-- WHAT IS NEEDED --
Copy word for word, please, the lines of the entries below running from the one containing "Note: point to every instance of the white bedding" to the one containing "Target: bed", both ends included.

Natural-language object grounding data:
*** Begin section ***

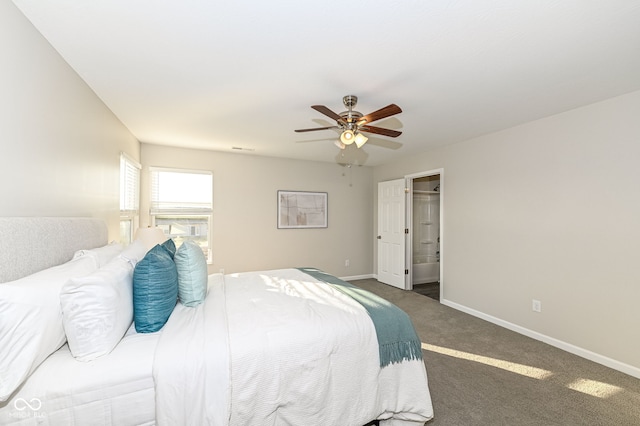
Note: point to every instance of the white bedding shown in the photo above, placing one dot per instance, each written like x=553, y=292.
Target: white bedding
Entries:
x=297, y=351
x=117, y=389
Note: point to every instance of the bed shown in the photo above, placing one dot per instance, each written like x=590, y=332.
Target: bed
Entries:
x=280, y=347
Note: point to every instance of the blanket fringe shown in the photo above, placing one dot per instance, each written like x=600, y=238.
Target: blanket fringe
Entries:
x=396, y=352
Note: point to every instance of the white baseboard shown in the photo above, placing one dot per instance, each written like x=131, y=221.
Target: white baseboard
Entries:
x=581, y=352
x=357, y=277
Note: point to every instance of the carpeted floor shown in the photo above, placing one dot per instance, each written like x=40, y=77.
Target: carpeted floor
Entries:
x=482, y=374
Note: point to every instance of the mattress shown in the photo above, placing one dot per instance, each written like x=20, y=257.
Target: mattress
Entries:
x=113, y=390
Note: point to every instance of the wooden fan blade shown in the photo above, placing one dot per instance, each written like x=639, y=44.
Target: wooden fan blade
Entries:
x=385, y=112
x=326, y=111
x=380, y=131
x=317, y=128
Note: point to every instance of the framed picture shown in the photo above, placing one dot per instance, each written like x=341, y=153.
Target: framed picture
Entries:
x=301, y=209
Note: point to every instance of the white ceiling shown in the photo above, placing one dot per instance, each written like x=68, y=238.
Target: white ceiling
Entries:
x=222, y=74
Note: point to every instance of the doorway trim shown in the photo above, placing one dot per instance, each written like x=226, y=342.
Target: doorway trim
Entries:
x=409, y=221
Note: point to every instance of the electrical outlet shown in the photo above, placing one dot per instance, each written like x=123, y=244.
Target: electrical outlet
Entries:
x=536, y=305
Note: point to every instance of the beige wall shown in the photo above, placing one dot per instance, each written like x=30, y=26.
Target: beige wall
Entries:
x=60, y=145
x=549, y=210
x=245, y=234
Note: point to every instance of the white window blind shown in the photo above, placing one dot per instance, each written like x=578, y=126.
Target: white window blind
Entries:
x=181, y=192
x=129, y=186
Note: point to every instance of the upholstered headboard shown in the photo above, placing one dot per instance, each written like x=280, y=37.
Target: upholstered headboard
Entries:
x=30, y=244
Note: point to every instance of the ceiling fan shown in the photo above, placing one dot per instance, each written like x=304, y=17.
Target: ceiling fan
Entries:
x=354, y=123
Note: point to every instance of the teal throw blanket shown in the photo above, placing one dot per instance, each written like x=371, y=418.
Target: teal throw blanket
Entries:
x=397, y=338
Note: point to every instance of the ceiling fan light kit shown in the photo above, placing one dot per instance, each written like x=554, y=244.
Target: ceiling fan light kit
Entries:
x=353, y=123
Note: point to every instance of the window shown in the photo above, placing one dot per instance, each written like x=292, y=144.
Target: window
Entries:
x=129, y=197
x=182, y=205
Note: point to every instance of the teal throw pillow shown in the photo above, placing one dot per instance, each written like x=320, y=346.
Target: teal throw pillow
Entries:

*** End section ***
*** Begin section ***

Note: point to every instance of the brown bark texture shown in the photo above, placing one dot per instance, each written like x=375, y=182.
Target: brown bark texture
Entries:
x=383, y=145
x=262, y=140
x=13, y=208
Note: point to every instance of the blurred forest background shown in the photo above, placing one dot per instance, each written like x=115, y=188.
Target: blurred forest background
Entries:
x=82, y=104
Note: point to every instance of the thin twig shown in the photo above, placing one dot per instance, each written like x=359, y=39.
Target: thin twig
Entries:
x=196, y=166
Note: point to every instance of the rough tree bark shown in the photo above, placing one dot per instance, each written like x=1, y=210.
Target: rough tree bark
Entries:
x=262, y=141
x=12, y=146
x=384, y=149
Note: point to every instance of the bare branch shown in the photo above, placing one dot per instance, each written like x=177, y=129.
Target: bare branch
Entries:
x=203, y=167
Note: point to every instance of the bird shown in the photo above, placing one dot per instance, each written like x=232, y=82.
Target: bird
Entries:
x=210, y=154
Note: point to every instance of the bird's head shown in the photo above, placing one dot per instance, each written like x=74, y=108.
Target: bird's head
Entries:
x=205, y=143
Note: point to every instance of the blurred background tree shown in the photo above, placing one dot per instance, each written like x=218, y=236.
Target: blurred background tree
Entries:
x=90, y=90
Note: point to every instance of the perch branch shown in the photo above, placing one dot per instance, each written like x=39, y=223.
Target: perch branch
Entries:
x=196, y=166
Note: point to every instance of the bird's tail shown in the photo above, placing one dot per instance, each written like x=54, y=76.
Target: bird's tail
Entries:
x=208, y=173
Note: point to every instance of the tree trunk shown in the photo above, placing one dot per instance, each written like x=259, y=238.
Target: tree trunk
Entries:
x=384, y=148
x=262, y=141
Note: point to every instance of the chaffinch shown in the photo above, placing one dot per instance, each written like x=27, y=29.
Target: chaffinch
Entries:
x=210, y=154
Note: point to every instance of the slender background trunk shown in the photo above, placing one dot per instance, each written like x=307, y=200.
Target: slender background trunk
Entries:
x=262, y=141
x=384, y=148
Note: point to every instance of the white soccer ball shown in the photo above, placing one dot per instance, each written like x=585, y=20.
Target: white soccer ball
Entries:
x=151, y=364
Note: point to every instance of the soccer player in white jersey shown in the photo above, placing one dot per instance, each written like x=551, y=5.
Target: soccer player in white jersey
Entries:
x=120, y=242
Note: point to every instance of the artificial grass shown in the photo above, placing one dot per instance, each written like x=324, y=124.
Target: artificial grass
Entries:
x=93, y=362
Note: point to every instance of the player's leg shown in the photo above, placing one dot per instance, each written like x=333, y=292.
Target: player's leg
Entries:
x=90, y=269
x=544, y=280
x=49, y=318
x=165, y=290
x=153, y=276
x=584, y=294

*** End section ***
*** Begin section ***

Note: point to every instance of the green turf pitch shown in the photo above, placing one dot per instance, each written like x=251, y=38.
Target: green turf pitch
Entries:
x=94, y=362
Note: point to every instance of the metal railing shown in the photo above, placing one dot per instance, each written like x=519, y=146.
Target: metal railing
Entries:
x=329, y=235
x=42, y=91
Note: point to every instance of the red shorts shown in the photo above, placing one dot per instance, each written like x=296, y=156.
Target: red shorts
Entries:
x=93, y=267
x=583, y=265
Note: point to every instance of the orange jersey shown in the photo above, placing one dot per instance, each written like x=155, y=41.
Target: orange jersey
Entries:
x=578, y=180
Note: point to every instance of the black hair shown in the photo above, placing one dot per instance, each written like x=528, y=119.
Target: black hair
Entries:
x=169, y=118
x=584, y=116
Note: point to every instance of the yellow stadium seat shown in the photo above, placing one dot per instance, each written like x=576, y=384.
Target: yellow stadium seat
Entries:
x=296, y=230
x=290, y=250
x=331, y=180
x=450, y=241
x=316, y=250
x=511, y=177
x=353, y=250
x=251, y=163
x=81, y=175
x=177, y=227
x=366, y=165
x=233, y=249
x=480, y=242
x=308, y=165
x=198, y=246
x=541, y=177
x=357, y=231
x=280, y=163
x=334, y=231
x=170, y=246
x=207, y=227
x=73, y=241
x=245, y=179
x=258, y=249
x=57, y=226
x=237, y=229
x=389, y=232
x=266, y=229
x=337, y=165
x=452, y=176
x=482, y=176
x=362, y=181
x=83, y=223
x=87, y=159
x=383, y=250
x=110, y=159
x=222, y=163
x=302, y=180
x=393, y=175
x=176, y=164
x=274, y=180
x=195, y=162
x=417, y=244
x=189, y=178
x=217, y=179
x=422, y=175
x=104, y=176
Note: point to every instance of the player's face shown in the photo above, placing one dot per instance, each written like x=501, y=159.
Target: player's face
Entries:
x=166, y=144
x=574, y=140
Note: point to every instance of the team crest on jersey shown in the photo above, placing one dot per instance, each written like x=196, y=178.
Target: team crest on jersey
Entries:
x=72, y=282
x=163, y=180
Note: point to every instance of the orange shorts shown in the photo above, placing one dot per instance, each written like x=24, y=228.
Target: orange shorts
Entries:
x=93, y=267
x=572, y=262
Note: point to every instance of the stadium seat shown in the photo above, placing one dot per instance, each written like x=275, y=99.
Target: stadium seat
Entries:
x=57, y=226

*** End section ***

-- WRITTEN RESPONSE --
Note: point to every instance of the white bedding shown in the photo above, placing one dot per instance, each written like x=553, y=292.
Target: white bedding
Entries:
x=297, y=351
x=117, y=389
Note: point to every instance of the bed shown in the photo above, placing one dot per instance, each written like x=590, y=332.
Target: bed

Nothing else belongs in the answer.